> [WHAT YOU HAVE TO DO] Your task is to gather the lines below that hold the string "positive".

> [DATA PROVIDED]
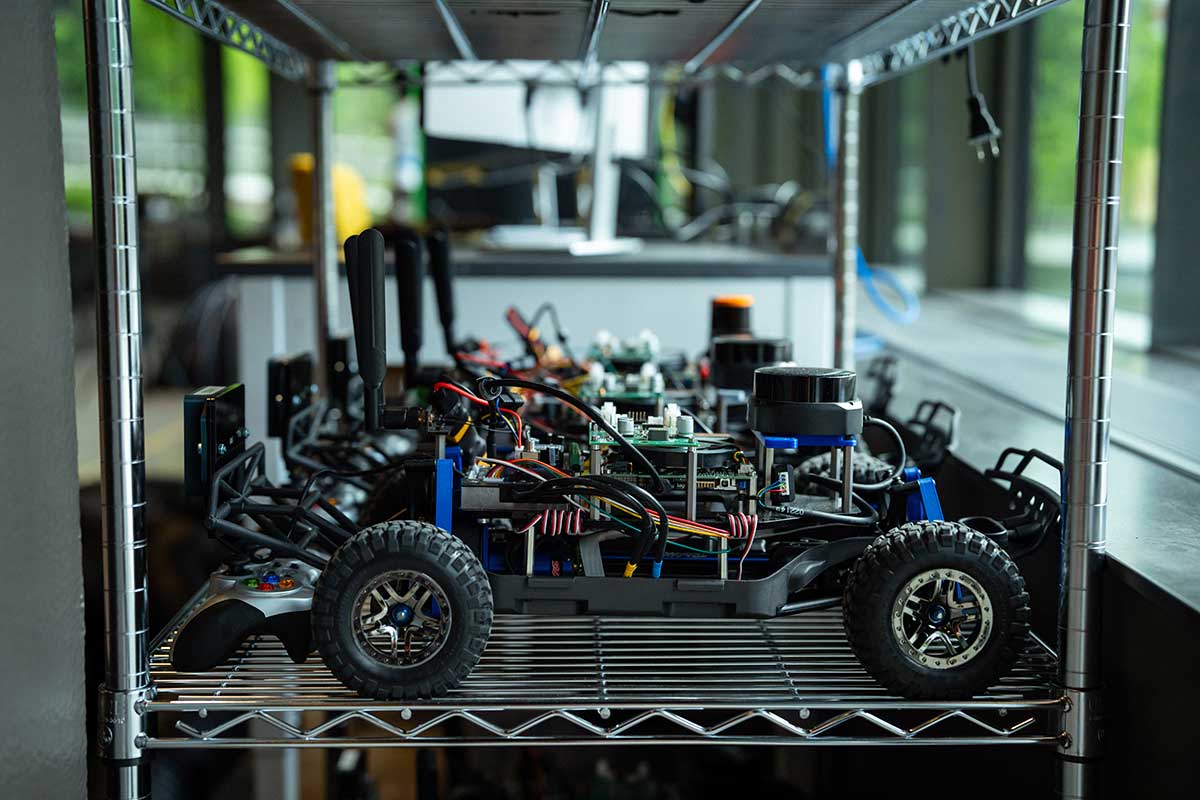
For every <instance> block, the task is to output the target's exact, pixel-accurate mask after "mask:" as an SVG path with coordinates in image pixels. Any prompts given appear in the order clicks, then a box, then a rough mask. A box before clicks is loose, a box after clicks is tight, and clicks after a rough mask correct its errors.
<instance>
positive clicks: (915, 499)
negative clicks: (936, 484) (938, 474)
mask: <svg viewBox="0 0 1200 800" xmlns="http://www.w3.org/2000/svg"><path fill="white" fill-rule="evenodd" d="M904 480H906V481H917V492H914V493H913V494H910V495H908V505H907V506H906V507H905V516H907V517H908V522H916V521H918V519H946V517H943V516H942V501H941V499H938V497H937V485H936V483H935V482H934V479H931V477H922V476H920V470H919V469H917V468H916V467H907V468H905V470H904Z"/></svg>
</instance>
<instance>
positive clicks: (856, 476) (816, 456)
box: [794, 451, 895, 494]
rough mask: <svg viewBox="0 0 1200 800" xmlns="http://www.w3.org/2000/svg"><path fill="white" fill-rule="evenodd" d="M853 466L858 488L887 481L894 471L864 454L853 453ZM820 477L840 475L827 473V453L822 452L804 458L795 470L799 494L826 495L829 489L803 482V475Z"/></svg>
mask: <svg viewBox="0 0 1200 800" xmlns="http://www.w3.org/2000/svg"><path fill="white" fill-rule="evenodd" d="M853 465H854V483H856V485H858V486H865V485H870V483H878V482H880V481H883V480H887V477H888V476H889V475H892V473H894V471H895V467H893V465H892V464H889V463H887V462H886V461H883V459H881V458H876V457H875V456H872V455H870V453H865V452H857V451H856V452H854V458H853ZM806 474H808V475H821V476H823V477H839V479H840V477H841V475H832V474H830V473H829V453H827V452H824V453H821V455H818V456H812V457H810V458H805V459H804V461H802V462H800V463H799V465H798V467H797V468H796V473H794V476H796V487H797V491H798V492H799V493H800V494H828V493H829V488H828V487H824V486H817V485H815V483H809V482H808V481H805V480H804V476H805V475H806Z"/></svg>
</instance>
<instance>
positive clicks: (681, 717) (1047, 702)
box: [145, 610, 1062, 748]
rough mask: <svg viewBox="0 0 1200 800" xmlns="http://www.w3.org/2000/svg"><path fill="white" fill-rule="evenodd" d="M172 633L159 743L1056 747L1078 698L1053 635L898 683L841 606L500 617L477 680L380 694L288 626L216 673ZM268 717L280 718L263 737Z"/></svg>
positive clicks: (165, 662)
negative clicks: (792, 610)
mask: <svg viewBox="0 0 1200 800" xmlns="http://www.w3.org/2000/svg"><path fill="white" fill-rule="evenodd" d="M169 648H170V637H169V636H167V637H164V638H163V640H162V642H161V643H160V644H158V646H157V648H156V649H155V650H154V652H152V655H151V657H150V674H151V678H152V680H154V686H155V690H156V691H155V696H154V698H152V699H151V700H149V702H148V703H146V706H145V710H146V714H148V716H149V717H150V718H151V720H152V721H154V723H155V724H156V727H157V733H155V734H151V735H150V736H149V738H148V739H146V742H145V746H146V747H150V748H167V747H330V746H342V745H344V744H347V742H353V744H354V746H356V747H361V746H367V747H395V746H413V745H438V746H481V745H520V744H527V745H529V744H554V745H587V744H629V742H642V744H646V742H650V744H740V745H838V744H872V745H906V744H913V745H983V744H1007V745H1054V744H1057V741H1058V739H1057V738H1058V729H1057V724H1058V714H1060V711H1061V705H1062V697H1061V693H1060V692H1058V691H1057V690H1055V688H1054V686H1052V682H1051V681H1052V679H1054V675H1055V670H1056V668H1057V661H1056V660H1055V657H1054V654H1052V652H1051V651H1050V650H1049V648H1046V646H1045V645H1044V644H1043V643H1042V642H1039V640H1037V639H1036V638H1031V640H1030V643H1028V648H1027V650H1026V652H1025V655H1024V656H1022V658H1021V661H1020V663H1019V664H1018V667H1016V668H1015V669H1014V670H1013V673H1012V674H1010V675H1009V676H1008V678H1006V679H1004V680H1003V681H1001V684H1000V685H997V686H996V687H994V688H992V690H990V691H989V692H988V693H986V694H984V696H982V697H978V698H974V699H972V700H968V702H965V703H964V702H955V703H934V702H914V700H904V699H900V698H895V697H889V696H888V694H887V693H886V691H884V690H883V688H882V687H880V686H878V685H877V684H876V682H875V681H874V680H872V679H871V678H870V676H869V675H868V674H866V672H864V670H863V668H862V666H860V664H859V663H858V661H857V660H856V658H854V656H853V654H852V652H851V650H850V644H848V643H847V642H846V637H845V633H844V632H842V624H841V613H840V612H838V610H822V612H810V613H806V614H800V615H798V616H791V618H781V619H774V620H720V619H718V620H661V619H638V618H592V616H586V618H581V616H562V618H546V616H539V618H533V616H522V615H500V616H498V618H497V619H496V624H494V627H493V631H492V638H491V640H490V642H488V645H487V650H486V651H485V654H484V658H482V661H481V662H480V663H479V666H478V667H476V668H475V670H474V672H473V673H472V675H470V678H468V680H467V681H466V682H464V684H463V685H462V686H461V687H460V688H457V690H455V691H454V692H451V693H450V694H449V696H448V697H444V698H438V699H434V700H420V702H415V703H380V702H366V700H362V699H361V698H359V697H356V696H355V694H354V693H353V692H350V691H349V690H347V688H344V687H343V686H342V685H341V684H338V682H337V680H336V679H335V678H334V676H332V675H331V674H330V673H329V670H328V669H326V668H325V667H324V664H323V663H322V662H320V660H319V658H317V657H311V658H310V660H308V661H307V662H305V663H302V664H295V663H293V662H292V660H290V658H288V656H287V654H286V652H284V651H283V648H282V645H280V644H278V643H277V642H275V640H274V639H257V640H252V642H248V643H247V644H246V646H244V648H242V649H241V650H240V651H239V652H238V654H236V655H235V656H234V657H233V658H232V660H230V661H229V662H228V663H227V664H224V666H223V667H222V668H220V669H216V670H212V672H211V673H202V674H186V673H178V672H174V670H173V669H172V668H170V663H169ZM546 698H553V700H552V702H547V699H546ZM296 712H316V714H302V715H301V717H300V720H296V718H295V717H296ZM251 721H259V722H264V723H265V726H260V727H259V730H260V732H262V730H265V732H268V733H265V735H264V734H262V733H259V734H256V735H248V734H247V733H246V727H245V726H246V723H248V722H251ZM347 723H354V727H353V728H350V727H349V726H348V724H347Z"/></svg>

> [THE COMPLETED TASK]
positive clicks: (915, 499)
positive clicks: (856, 476) (816, 456)
positive clicks: (681, 717) (1047, 702)
positive clicks: (165, 662)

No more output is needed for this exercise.